── Texte de lecture ──

Recettes irrégulièrement rattachées et créances non recouvrées
Le rapport souligne que des recettes fiscales ont été irrégulièrement rattachées à des exercices antérieurs, faussant ainsi les données budgétaires. Par exemple, des recettes perçues en 2020 ont été comptabilisées en 2019, réduisant artificiellement le déficit budgétaire de cette année-là. Ces pratiques ont été observées à la Direction générale des Impôts et des Domaines (DGID) et à la Direction générale des Douanes (DGD), avec un total de 131,04 milliards de F CFA irrégulièrement rattachés entre 2020 et 2024. En outre, les restes à recouvrer (RAR), c’est-à-dire les créances fiscales non perçues, ont été sous-estimés. Le rapport du gouvernement indiquait un montant de 408,2 milliards de F CFA, mais la Cour a révélé que ce chiffre ne tenait pas compte des créances douanières de 261,71 milliards de F CFA, portant le total des RAR à 669,9 milliards de F CFA au 31 mars 2024.
Dépenses fiscales non exhaustives et exonérations non évaluées
La Cour a aussi constaté que les dépenses fiscales, notamment les exonérations accordées par l’État, n’ont pas été correctement évaluées. Le rapport du gouvernement ne fournissait pas de données pour les années 2022 et 2023, en violation des normes de l’Union économique et monétaire ouest-africaine (UEMOA). Selon la Cour, ces manquements empêchent une vision claire de l’impact des exonérations sur les finances publiques.
Transferts massifs aux services non personnalisés de l’État
Le rapport révèle que les services non personnalisés de l’État (SNPE), des entités dépourvues de personnalité juridique, ont bénéficié de transferts budgétaires massifs, totalisant 2 562,17 milliards de F CFA entre 2019 et 2024. Ces transferts, effectués via des comptes de dépôt, ont échappé aux contrôles de régularité, exposant les deniers publics à des risques de mauvaise gestion. Parmi les comptes de dépôt examinés, celui de la Cellule d’Appui à la mise en œuvre des projets et programmes (CAP/Gouvernement) a été utilisé pour des dépenses non autorisées, notamment des remboursements de dettes bancaires sans lien avec l’objet initial du compte. En 2023, un montant de 305,94 milliards de F CFA a été décaissé pour rembourser des dettes, sans que ces opérations ne soient retracées dans les comptes de l’État.
Discordances dans les données sur les ressources extérieures
La Cour a relevé des écarts importants entre les données fournies par la Direction de l’Ordonnancement des Dépenses publiques (DODP) et celles du Tableau des Opérations financières de l’État (TOFE). Par exemple, en 2023, les dépenses financées par des prêts projets communiquées par la DODP étaient supérieures de 696,7 milliards de F CFA à celles enregistrées dans le TOFE. Ces écarts ont pour effet de minorer artificiellement le déficit budgétaire.

───
── Entrées fournies ──

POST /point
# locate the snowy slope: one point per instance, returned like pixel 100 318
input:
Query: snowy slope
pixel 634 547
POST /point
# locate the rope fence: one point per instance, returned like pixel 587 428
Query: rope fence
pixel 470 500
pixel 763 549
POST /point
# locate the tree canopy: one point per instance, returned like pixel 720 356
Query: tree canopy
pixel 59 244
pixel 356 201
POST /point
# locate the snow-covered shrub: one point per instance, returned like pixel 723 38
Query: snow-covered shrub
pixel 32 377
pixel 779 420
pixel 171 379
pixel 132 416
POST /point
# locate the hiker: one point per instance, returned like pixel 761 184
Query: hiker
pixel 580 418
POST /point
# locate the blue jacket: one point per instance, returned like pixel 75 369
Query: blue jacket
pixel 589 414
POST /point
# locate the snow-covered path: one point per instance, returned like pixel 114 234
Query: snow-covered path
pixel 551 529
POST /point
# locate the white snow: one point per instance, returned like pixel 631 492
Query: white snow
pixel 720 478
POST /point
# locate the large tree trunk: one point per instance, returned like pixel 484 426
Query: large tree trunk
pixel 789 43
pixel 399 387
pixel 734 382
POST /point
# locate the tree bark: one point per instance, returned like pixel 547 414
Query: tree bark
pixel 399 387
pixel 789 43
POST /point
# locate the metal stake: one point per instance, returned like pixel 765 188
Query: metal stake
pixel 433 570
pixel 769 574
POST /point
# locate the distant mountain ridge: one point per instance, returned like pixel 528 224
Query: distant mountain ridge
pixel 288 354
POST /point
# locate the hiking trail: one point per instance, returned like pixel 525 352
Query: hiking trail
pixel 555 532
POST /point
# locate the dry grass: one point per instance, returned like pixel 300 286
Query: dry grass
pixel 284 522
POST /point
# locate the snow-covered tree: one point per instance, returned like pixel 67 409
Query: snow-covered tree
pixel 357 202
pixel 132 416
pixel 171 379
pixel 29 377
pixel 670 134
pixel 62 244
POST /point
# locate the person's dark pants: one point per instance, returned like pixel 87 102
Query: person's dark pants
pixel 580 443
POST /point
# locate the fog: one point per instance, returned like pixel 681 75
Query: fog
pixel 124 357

───

§ **Tâches de l'exercice**:
• a. Citez l'extrait sur les finances publiques en commençant à « Dépenses fiscales non » et en terminant à « les finances publiques. ».
• b. Dans l'extrait sur les finances publiques, reformulez sous forme de liste à puces le paragraphe qui commence par « La Cour a relevé des écarts importants », en conservant ses faits principaux.
• c. Prolongez l'extrait sur les finances publiques à partir de sa dernière phrase.

§ **Réponses dans l'ordre**:
• a.
Dépenses fiscales non exhaustives et exonérations non évaluées
La Cour a aussi constaté que les dépenses fiscales, notamment les exonérations accordées par l’État, n’ont pas été correctement évaluées. Le rapport du gouvernement ne fournissait pas de données pour les années 2022 et 2023, en violation des normes de l’Union économique et monétaire ouest-africaine (UEMOA). Selon la Cour, ces manquements empêchent une vision claire de l’impact des exonérations sur les finances publiques.

• b.
- Écarts importants relevés par la Cour entre les données de la Direction de l'Ordonnancement des Dépenses publiques (DODP) et celles du Tableau des Opérations financières de l'État (TOFE).
- En 2023, les dépenses financées par des prêts projets communiquées par la DODP dépassaient de 696,7 milliards de F CFA celles enregistrées dans le TOFE.
- Effet de ces écarts : minoration artificielle du déficit budgétaire.

• c.
Surfinancement de 604,7 milliards en dépenses non budgétées
Le rapport met en lumière une dette bancaire importante contractée hors des procédures budgétaires normales. Au 31 mars 2024, l’encours de cette dette s’élève à 2 517,14 milliards de F CFA, dont 1 961,07 milliards de F CFA de crédits directs et 357,89 milliards de F CFA de certificats nominatifs d’obligations (CNO). Ces dettes, souvent adossées à des lettres de confort signées par les ministres des Finances, n’ont pas été autorisées par le Parlement et ne figurent pas dans les lois de finances. En 2023, un surfinancement de 604,7 milliards de F CFA a été dégagé, mais une partie de ces fonds (326,43 milliards de F CFA) a été utilisée pour des dépenses non prévues au budget, notamment des remboursements de dettes bancaires et des transferts à des entreprises publiques comme la Senelec et Air Sénégal. Ces dépenses, effectuées sans couverture budgétaire, ont été autorisées par le ministre des Finances, en violation des règles de la loi de finances.
114,4 milliards du Sukuk SOGEPA non versés au Trésor
La Cour des comptes a également constaté que des dépôts à terme (DAT) d’un montant total de 141,09 milliards de F CFA, constitués par le Trésor public, n’ont pas été reversés. Ces fonds, bloqués dans des banques commerciales, ont été utilisés pour couvrir des dépenses non autorisées, sur instruction des ministres des Finances. Cette pratique contrevient aux règles de gestion des deniers publics, qui stipulent que seuls les comptables publics sont habilités à manier les fonds de l’État. Le rapport révèle également que sur les 247,33 milliards de F CFA issus de l’emprunt obligataire (Sukuk) émis par la Société nationale de Gestion et d’Exploitation du Patrimoine bâti (SOGEPA) en 2022, seulement 132,9 milliards de F CFA ont été reversés au Trésor public. Le reliquat de 114,4 milliards de F CFA a été utilisé en dehors des circuits budgétaires, sans justification claire.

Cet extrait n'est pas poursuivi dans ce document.